0.46.0

Breaking Changes

📅 May 27, 2025📦 bitsandbytesView on GitHub →

⚠ 2 breaking✨ 6 features🐛 8 fixes⚡ 7 deprecations🔧 9 symbols

Summary

This release introduces significant improvements for `torch.compile` compatibility with both LLM.int8() and 4bit quantization, alongside a major refactoring to integrate with PyTorch Custom Operators. Support for Python 3.8 and older PyTorch versions has been dropped.

⚠️ Breaking Changes

Support for Python 3.8 has been dropped. Users must upgrade to Python 3.9 or newer.
Support for PyTorch versions older than 2.2.0 has been dropped. Users must upgrade to PyTorch >= 2.2.0.

Migration Steps

Ensure your Python version is 3.9 or higher.
Ensure your PyTorch version is 2.2.0 or higher. For best `torch.compile` support, PyTorch 2.6+ is recommended.
Review usage of deprecated functions in `bnb.autograd` and `bnb.functional` namespaces and update code accordingly.

✨ New Features

Added support for `torch.compile` without graph breaks for LLM.int8() (requires PyTorch 2.4+, PyTorch 2.6+ recommended). Experimental CPU support is included.
Added support for `torch.compile` without graph breaks for 4bit quantization (requires PyTorch 2.4+ for `fullgraph=False`, PyTorch 2.8 nightly for `fullgraph=True`).
Wheels are now published for CUDA Linux aarch64 (sbsa), targeting Turing generation (sm75) and newer.
Refactored library code to integrate better with PyTorch via the `torch.library` and custom ops APIs, enabling better `torch.compile` support.
Added simple op implementations for CPU.
Added autoloading for backend packages.

🐛 Bug Fixes

Fixed `torch.compile` issue for LLM.int8() when threshold=0.
Fixed missing CPU library issue.
Fixed torch compatibility issue for versions <= 2.4.
Fixed typo in __getitem__.
Improved CUDA version detection and error handling.
Fixed Intel CPU/XPU installation issues.
Fixed optimizer backwards compatibility.
Fixed issue related to `int8_mm_dequant` being moved from CPU to default backend.

🔧 Affected Symbols

bnb.autograd.get_inverse_transform_indicesbnb.autograd.undo_layoutbnb.functional.create_quantile_mapbnb.functional.estimate_quantilesbnb.functional.get_colrow_absmaxbnb.functional.get_row_absmaxbnb.functional.histogram_scatter_add_2dtorch.compileget_cuda_version_tuple

⚡ Deprecations

bnb.autograd.get_inverse_transform_indices() is deprecated.
bnb.autograd.undo_layout() is deprecated.
bnb.functional.create_quantile_map() is deprecated.
bnb.functional.estimate_quantiles() is deprecated.
bnb.functional.get_colrow_absmax() is deprecated.
bnb.functional.get_row_absmax() is deprecated.
bnb.functional.histogram_scatter_add_2d() is deprecated.

Task list ▸
1. Write out the portion of the bitsandbytes 0.46.0 release notes starting with "Fixed Intel CPU/XPU" and going on through "to default backend.".
2. According to the bitsandbytes 0.46.0 release notes, which GPU generation do the new CUDA Linux aarch64 (sbsa) wheels target at minimum?
3. List every function that the bitsandbytes 0.46.0 release notes mark as deprecated.
Base every answer solely on the bitsandbytes 0.46.0 release notes.

Extracted information ▸
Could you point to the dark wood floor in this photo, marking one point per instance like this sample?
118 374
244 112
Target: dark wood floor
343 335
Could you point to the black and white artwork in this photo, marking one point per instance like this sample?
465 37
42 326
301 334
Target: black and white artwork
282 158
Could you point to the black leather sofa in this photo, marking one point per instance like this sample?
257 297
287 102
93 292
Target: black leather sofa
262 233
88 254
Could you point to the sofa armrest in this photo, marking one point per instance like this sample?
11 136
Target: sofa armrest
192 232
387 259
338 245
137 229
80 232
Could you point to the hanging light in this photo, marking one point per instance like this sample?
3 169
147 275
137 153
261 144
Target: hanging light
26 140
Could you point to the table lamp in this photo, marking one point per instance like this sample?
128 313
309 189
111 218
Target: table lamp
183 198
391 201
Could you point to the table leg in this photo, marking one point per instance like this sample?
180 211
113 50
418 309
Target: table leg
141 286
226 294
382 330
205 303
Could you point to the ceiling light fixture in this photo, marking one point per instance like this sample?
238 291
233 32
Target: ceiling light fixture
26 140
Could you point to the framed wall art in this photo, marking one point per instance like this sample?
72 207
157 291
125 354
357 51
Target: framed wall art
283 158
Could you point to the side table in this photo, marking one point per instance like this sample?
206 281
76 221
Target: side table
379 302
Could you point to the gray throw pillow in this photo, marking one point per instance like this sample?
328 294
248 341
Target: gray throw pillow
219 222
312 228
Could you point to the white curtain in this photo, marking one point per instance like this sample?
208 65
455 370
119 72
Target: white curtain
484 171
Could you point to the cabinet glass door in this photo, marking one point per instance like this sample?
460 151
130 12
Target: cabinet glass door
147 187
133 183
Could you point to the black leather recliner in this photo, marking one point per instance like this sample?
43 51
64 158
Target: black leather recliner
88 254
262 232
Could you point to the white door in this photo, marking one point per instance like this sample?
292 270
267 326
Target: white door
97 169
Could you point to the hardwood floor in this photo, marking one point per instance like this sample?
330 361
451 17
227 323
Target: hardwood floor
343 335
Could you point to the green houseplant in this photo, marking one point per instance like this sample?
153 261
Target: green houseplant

Answers for the exercise ▸
1.
Fixed Intel CPU/XPU installation issues.
Fixed optimizer backwards compatibility.
Fixed issue related to `int8_mm_dequant` being moved from CPU to default backend.

2. The Turing generation (sm75) and newer.

3.
- bnb.autograd.get_inverse_transform_indices()
- bnb.autograd.undo_layout()
- bnb.functional.create_quantile_map()
- bnb.functional.estimate_quantiles()
- bnb.functional.get_colrow_absmax()
- bnb.functional.get_row_absmax()
- bnb.functional.histogram_scatter_add_2d()